▸ What you are asked to do
Locate each line below that contains the word "stone" and copy every such line in full. Letter case matters when matching.

▸ Stored rows
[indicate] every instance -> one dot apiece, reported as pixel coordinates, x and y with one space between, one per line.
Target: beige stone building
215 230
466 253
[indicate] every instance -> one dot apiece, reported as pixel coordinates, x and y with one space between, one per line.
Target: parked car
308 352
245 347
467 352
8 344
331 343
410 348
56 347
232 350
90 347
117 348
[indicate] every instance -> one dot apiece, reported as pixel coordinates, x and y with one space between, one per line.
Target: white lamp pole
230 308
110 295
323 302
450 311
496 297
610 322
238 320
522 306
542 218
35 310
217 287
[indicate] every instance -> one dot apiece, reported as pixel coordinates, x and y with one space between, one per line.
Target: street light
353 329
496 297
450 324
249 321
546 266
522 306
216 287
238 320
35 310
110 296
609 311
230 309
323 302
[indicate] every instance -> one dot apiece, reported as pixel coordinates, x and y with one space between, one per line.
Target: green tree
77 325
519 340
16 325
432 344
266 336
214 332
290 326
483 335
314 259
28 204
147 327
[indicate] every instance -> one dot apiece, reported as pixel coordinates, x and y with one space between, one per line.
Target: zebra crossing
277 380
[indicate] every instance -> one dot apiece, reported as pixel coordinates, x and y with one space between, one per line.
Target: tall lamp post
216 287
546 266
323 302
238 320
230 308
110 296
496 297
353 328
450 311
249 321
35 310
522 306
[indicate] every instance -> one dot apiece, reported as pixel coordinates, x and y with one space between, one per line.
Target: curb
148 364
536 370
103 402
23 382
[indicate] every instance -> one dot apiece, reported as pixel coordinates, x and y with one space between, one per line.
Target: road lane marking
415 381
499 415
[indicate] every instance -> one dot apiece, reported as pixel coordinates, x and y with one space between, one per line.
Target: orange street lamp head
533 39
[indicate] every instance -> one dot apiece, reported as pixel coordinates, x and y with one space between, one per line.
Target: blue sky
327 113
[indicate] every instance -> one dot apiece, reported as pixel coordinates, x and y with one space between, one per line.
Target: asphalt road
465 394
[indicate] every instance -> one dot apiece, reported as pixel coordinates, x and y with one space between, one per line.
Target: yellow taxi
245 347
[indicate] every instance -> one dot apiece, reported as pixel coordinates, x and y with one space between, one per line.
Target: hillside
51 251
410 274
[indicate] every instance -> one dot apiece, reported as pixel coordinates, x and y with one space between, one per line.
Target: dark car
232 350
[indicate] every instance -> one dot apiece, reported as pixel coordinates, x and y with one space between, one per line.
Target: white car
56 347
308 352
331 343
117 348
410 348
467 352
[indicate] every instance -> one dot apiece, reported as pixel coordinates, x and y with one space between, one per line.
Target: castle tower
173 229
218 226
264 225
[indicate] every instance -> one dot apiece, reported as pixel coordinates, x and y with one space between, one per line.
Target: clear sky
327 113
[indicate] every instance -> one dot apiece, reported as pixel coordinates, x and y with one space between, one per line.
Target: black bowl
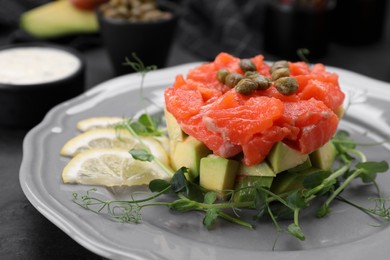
25 105
149 40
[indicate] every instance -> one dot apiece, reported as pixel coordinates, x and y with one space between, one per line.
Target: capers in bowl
246 86
247 65
280 73
221 75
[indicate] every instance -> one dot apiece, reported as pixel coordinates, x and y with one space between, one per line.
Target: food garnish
215 172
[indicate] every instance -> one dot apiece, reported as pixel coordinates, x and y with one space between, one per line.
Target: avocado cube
188 154
260 169
58 18
174 130
324 157
245 187
282 157
217 173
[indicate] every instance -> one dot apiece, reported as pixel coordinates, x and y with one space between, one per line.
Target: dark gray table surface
26 234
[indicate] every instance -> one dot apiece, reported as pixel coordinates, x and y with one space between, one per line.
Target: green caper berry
286 85
247 65
278 65
221 75
232 79
280 73
246 86
262 82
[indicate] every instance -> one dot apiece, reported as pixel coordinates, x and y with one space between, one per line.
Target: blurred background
350 34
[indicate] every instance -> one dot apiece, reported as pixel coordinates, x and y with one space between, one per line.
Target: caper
280 73
246 86
262 82
286 85
232 79
247 65
251 74
221 75
278 65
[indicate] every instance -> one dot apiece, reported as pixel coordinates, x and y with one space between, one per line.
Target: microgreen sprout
190 196
138 66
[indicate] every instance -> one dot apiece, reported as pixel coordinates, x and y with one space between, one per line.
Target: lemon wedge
98 122
110 167
113 138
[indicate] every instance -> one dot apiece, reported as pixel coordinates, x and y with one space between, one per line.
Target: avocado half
58 18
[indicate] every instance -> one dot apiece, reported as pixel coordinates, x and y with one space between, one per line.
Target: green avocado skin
57 19
245 187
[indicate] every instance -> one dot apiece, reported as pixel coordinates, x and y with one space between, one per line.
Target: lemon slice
98 122
112 138
110 167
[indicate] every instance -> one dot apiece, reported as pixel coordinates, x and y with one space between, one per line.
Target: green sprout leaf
315 179
296 200
323 211
142 155
296 231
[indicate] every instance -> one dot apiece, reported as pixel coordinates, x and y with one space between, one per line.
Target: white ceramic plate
347 233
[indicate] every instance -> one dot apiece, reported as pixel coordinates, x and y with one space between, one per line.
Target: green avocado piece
188 154
261 169
289 181
244 193
282 157
217 173
324 157
58 18
173 127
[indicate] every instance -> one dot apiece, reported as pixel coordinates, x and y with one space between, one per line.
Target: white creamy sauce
34 65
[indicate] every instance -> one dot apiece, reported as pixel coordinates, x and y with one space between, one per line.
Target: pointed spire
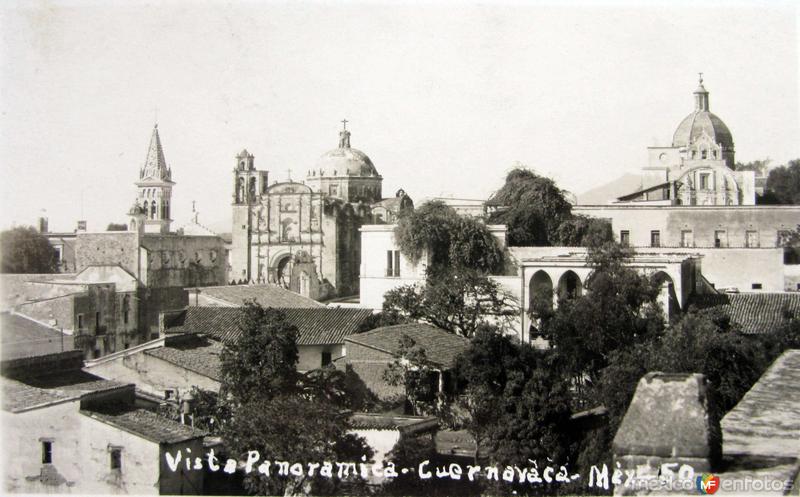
344 136
701 97
155 166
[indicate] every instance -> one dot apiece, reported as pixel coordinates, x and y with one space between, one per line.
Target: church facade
304 235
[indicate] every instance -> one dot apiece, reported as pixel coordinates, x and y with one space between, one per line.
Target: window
100 330
655 238
704 180
687 238
116 458
47 451
392 263
720 238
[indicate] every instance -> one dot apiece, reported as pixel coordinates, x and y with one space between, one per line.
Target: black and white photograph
390 248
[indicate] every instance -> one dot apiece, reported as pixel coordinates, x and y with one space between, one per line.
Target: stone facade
304 235
671 420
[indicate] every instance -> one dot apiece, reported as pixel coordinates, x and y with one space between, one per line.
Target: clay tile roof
201 358
754 312
441 347
389 421
317 326
19 396
265 295
24 337
145 424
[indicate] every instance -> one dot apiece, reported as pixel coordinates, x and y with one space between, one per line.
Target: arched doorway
283 271
540 292
569 286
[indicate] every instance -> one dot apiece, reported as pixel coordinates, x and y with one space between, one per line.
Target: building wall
109 248
152 375
181 261
702 221
310 356
80 454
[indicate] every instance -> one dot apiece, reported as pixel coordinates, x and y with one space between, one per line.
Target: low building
370 354
66 431
236 295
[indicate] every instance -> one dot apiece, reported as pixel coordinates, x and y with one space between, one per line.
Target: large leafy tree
25 250
618 310
518 400
449 239
285 415
459 301
537 213
783 184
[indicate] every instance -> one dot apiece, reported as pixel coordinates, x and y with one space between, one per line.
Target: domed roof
702 121
345 161
699 122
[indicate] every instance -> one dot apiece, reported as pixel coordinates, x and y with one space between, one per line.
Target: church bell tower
154 189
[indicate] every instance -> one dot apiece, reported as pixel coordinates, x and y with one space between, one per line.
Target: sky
444 97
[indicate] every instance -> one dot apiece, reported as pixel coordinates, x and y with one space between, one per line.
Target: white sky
443 97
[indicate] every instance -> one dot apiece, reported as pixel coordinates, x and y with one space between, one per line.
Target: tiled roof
389 421
441 347
318 326
200 358
754 312
766 422
19 396
265 295
24 337
145 424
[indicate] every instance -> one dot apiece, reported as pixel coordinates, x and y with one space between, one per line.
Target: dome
345 161
699 122
702 121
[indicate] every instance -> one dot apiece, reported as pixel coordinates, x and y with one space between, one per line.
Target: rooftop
441 347
753 312
389 421
21 397
264 295
199 356
145 424
315 326
24 337
766 422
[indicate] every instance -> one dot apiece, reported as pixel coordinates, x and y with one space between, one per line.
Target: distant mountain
609 192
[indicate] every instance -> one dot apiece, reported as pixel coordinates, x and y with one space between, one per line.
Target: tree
261 364
783 183
450 240
518 400
534 207
25 250
281 413
619 309
537 213
456 300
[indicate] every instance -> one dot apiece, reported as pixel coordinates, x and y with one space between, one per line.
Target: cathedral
699 167
304 235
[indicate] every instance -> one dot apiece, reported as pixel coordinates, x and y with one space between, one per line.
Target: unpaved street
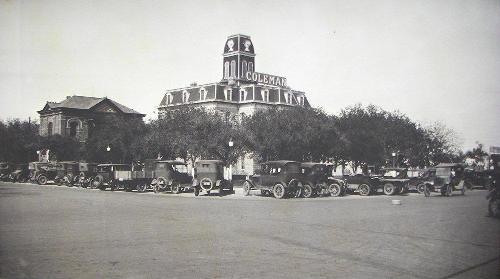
61 232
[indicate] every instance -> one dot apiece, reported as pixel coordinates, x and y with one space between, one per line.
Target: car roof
311 164
209 161
447 165
394 168
172 162
280 162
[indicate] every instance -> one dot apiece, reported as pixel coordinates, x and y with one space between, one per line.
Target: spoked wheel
449 190
364 190
307 191
334 190
420 188
279 191
175 188
389 189
42 180
246 188
494 207
427 190
141 188
298 192
402 190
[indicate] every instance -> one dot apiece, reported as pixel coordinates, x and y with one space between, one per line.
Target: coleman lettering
265 79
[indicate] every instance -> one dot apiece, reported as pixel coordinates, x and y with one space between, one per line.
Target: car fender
195 182
293 182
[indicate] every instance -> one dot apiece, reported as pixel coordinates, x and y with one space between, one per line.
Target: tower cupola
239 57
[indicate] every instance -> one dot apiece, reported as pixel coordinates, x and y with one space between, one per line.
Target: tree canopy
360 136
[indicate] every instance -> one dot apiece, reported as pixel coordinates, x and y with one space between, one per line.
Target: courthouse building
75 116
241 91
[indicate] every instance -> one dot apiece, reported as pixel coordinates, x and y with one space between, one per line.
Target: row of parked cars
277 178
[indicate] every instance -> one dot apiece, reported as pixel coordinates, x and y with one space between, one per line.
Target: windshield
443 172
180 168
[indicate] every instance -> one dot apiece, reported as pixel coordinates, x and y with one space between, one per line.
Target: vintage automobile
166 175
394 180
418 183
5 170
363 184
34 170
47 172
67 171
449 177
108 175
86 172
209 176
318 180
20 174
281 178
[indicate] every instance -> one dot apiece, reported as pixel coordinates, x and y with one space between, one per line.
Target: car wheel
307 191
67 180
494 207
246 188
364 190
427 190
402 190
389 189
279 191
98 182
175 188
334 190
297 193
449 190
42 180
161 184
421 188
141 188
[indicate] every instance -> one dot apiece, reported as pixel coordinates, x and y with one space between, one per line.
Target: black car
281 178
318 180
363 184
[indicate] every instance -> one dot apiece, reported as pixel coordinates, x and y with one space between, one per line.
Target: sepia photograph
249 139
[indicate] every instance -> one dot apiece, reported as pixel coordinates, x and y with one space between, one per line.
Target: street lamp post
230 174
108 149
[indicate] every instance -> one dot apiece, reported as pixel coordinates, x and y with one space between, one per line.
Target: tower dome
238 57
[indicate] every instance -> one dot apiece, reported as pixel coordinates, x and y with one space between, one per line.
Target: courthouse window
233 68
226 70
244 68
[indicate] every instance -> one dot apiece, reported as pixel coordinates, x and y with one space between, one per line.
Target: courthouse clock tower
239 58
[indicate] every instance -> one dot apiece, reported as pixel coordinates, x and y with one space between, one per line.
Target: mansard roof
86 103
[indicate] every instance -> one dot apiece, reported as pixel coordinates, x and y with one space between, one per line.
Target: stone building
241 91
75 115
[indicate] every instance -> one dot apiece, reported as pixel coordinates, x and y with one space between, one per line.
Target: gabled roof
86 103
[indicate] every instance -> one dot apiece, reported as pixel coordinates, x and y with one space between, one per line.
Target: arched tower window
203 94
233 68
265 95
226 70
243 95
73 128
185 96
50 126
243 68
228 94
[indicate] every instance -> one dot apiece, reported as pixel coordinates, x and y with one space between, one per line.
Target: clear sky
432 60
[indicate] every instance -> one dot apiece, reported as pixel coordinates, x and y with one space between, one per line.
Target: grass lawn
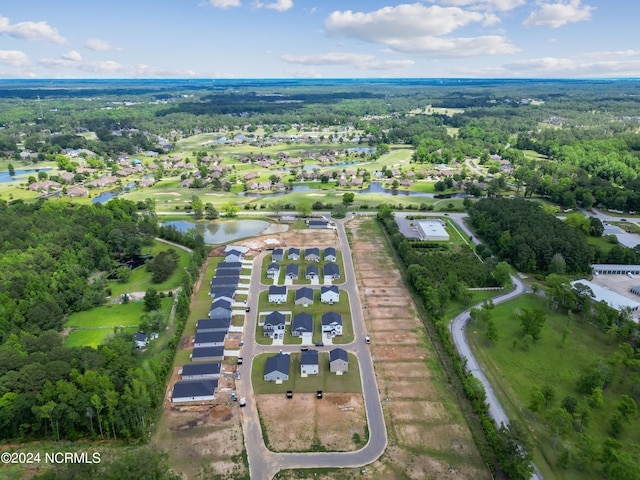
325 380
316 310
93 327
140 280
550 362
203 301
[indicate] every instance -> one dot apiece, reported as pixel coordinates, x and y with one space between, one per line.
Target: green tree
532 322
230 209
210 212
348 198
152 300
559 421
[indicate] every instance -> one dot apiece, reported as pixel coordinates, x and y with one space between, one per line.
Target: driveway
264 464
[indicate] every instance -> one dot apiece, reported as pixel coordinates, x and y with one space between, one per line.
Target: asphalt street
264 464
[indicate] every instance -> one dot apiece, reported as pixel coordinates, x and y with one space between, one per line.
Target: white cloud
98 45
403 21
419 30
499 5
73 55
333 58
555 15
223 3
356 60
572 67
280 5
14 58
31 31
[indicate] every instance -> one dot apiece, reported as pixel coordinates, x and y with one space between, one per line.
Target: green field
93 327
140 280
325 380
555 363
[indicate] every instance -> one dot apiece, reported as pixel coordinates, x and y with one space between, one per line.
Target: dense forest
55 258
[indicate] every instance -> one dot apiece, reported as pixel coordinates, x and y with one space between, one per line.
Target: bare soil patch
417 407
305 423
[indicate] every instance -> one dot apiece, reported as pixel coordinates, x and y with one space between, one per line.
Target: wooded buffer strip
506 449
51 258
527 236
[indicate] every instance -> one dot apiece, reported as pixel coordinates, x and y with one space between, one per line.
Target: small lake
20 174
222 232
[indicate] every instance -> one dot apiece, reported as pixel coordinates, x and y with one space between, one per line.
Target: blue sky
319 38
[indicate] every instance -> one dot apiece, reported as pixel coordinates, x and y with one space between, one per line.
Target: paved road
264 464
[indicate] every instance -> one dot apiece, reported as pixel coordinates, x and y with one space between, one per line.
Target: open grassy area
140 280
325 380
93 327
555 363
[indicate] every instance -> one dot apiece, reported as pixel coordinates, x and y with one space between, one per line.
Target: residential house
292 271
331 270
200 371
277 294
213 325
293 254
273 270
312 254
304 296
312 272
309 363
233 256
302 323
332 323
277 255
338 361
223 293
276 368
77 192
220 309
330 254
207 354
330 294
141 339
209 339
197 391
274 325
318 224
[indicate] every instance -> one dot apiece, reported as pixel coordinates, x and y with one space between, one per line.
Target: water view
222 232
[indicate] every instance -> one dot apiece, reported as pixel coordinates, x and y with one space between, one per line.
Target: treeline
506 449
522 233
54 260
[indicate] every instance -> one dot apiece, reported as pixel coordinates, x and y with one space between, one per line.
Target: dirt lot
311 424
428 437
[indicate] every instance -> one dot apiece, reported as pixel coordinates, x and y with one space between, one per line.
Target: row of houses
200 378
312 272
304 296
277 368
302 325
310 254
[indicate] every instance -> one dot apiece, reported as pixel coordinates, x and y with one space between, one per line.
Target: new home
277 294
330 294
309 363
276 368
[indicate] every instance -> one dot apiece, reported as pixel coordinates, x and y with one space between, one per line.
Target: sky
319 39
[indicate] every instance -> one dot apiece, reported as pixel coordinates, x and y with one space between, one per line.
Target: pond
377 187
222 232
20 174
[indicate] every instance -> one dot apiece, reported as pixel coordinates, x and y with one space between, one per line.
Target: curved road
263 463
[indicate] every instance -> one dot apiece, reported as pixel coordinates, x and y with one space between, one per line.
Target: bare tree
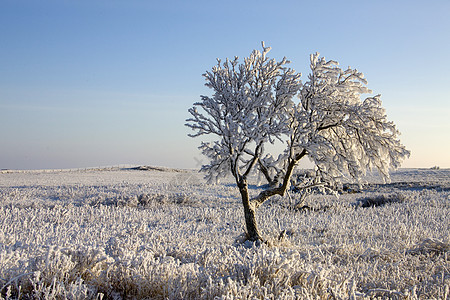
253 105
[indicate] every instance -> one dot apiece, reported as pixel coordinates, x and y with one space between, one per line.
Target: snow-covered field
165 234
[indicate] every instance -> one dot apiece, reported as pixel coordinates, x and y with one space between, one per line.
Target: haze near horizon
103 83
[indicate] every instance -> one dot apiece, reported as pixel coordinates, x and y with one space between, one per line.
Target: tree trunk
249 214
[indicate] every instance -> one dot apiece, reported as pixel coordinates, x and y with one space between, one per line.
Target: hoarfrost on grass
91 234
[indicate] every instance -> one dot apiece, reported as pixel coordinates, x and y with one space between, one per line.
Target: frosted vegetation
166 234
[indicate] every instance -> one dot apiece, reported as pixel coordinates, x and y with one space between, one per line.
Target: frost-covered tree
329 122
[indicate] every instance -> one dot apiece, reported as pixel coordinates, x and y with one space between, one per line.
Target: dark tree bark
249 213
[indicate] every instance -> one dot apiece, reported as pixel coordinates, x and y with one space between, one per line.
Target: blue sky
101 83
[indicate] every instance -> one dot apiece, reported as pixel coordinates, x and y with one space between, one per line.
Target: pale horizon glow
104 83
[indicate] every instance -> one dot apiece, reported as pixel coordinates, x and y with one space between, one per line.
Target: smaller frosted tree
253 105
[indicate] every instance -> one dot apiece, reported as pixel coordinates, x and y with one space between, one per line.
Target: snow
163 233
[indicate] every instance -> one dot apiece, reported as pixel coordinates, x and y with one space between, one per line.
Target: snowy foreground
165 234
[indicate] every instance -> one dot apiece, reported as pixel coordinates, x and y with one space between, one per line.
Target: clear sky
101 83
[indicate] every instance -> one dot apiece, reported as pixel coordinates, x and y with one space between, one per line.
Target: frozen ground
165 234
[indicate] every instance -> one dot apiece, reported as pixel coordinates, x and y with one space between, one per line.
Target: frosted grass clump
119 234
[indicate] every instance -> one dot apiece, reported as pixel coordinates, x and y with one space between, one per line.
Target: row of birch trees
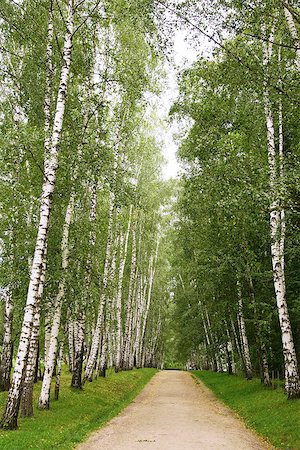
237 234
82 215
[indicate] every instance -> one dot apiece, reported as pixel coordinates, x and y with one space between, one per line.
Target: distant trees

▸ The response
Target: beige stone building
Target: stone facade
Target: stone building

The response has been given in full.